# GOAL OF THE EXERCISE:
Quote the items below word for word, starting at the line containing "Point to the fish caudal" and ending at the line containing "<point>316,478</point>", both included.

# AVAILABLE DATA:
***
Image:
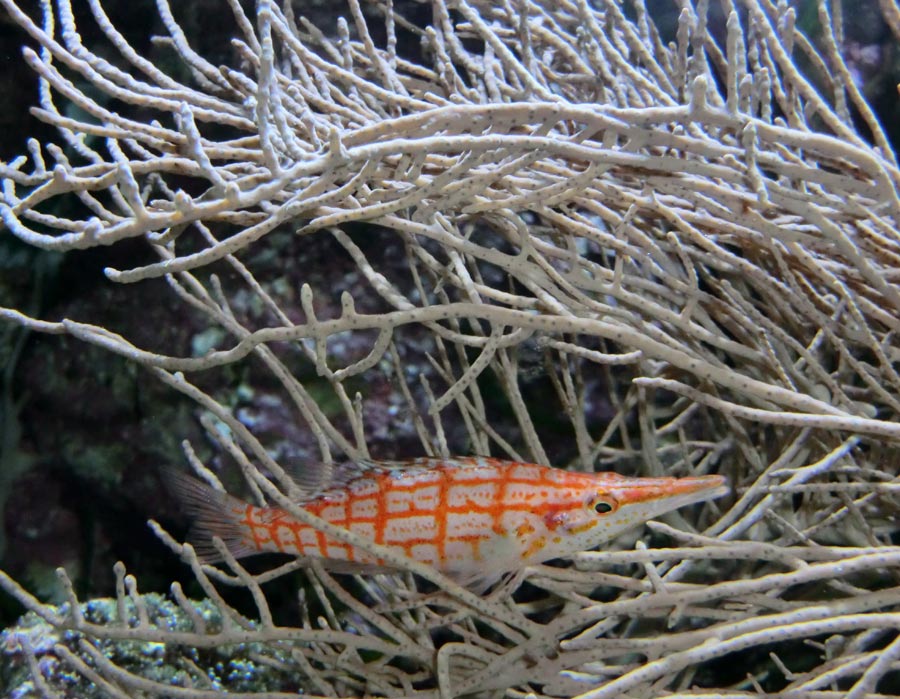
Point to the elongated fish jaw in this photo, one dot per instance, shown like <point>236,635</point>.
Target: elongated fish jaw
***
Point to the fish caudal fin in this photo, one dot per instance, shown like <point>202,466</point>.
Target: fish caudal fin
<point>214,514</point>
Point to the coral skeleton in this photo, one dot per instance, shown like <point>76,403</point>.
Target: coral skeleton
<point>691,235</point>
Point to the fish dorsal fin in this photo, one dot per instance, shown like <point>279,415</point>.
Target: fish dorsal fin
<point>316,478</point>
***
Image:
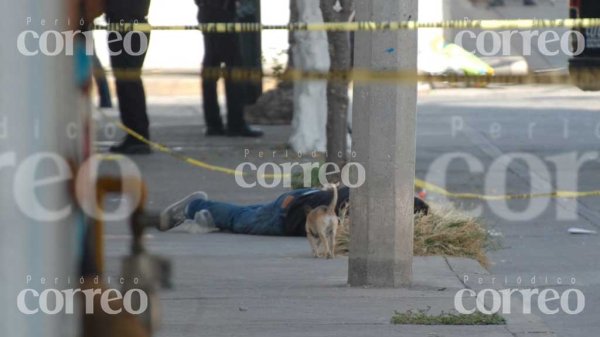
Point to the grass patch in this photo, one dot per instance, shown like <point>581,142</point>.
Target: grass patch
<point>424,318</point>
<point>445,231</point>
***
# SOLUTION:
Point to the fish caudal fin in this photo, one dot per instance, shown like <point>202,466</point>.
Target: fish caudal fin
<point>214,514</point>
Point to the coral skeleton in this photo, one dot per instance, shown like <point>76,403</point>.
Target: coral skeleton
<point>691,235</point>
Point to the fish dorsal fin in this photo, one dot per instance, shown like <point>279,415</point>.
Target: fish dorsal fin
<point>316,478</point>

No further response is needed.